> [THE EXERCISE] Reproduce all of the listing below without alteration.

━━ RECORDS SHOWN

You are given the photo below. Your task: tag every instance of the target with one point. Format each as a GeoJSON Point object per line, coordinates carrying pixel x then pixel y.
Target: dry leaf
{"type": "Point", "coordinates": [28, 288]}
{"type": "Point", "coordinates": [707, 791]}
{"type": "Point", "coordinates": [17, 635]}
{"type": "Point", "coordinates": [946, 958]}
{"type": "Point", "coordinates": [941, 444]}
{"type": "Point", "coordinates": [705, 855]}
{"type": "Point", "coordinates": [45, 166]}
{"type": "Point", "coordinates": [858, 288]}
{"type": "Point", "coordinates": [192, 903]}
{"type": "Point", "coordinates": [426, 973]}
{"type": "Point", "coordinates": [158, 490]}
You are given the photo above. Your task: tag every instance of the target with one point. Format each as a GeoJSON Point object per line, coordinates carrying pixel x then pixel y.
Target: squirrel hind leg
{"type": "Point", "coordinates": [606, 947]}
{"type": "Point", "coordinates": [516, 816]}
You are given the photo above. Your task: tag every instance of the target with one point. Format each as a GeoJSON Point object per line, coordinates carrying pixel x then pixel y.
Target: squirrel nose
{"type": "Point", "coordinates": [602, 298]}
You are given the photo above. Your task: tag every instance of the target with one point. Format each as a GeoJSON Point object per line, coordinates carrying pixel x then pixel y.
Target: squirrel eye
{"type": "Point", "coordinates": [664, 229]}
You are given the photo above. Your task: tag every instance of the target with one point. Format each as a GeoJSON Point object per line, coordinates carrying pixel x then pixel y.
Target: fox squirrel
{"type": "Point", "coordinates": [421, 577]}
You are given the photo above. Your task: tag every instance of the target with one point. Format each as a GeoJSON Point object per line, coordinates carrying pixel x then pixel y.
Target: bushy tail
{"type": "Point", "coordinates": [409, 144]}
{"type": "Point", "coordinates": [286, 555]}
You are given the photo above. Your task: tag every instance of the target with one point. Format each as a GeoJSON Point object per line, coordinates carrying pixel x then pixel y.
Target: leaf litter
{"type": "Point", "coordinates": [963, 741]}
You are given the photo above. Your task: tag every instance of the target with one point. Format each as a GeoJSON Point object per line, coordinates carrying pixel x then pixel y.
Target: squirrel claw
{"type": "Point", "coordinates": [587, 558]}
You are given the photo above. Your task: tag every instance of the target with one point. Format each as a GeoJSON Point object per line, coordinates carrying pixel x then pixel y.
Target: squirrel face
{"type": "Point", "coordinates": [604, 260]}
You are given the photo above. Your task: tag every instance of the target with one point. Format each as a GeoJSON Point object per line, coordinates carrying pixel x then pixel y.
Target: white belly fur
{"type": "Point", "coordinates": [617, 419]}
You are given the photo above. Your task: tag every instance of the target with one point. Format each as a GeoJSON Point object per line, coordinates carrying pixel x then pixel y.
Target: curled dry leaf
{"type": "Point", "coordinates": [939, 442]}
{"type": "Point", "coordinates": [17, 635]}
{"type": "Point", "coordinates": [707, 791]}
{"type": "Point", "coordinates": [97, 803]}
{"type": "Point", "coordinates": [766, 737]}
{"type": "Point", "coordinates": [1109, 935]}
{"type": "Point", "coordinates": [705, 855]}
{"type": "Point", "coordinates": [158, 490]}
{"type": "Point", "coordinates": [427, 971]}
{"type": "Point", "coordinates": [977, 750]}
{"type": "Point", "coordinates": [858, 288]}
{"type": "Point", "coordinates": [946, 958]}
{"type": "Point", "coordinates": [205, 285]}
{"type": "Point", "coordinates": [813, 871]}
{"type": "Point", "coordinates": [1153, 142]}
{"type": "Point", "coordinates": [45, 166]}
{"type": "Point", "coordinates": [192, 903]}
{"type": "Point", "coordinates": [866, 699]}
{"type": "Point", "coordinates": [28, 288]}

━━━━

> [ANSWER TO THIS EXERCISE]
You are given the photo below. Your task: tag every instance of the target with one point. Format each as a GeoJSON Point object per line, coordinates carrying pixel x then pixel y.
Target: dry leaf
{"type": "Point", "coordinates": [28, 288]}
{"type": "Point", "coordinates": [707, 791]}
{"type": "Point", "coordinates": [17, 635]}
{"type": "Point", "coordinates": [946, 958]}
{"type": "Point", "coordinates": [941, 444]}
{"type": "Point", "coordinates": [705, 855]}
{"type": "Point", "coordinates": [45, 166]}
{"type": "Point", "coordinates": [858, 288]}
{"type": "Point", "coordinates": [192, 903]}
{"type": "Point", "coordinates": [426, 973]}
{"type": "Point", "coordinates": [158, 490]}
You are given the photo above. Your task: tag every instance of the target with one point. Format each as a GeoJSON Point object per line, coordinates carrying pixel x then pixel y.
Target: squirrel hind leg
{"type": "Point", "coordinates": [606, 947]}
{"type": "Point", "coordinates": [516, 816]}
You are given the photo above. Your task: tag every instance of the target with one point. Format each as a GeoJSON Point object per line, coordinates carrying pixel x then pixel y.
Target: squirrel nose
{"type": "Point", "coordinates": [602, 298]}
You are given the photo above. Your task: tag every instance of the target with one point. Format each as a GeoJSON Point object per line, coordinates carrying pixel x then pixel y.
Target: squirrel eye
{"type": "Point", "coordinates": [664, 229]}
You are given the photo above. Your task: tag every instance of the target with one point. Format each as a GeoJSON Point object per line, coordinates carrying pixel x then pixel y.
Target: fox squirrel
{"type": "Point", "coordinates": [421, 577]}
You are given the photo above. Your task: tag every instance of the target with one point. Format each as a GeoJSON Point object per line, coordinates carrying pixel x then pixel y.
Target: bushy tail
{"type": "Point", "coordinates": [409, 144]}
{"type": "Point", "coordinates": [286, 555]}
You are given the photo above. Your task: tag every instance of the target with one point. Format each as a GeoJSON Point object per line, coordinates carrying pixel x then pixel y.
Target: leaf litter
{"type": "Point", "coordinates": [963, 741]}
You are given the photo above. Your task: tag every instance of the target with one point. Format each as a GeoJSON Point object per line, coordinates carrying pixel x then pixel y.
Target: squirrel claw
{"type": "Point", "coordinates": [587, 558]}
You are given the photo above. Your task: tag every instance of the target with one point. Format each as a GeoJSON Point object per line, coordinates carrying pixel x then pixel y.
Target: squirrel face
{"type": "Point", "coordinates": [604, 260]}
You are given the photo above. Your task: tag every instance of the target with one point. Format each as a GeoJSON Point object per line, coordinates carrying pixel x then pixel y.
Target: white belly fur
{"type": "Point", "coordinates": [617, 419]}
You are given the photo above. Your task: tag every instance of the target with one point. Format each as a GeoJSON Point object per line, coordinates carrying pixel x then pixel y.
Target: curled dry leaf
{"type": "Point", "coordinates": [939, 442]}
{"type": "Point", "coordinates": [17, 635]}
{"type": "Point", "coordinates": [707, 791]}
{"type": "Point", "coordinates": [97, 803]}
{"type": "Point", "coordinates": [766, 737]}
{"type": "Point", "coordinates": [1109, 935]}
{"type": "Point", "coordinates": [705, 855]}
{"type": "Point", "coordinates": [158, 490]}
{"type": "Point", "coordinates": [427, 971]}
{"type": "Point", "coordinates": [977, 750]}
{"type": "Point", "coordinates": [858, 288]}
{"type": "Point", "coordinates": [946, 958]}
{"type": "Point", "coordinates": [205, 285]}
{"type": "Point", "coordinates": [813, 871]}
{"type": "Point", "coordinates": [1153, 142]}
{"type": "Point", "coordinates": [45, 166]}
{"type": "Point", "coordinates": [192, 903]}
{"type": "Point", "coordinates": [866, 699]}
{"type": "Point", "coordinates": [28, 288]}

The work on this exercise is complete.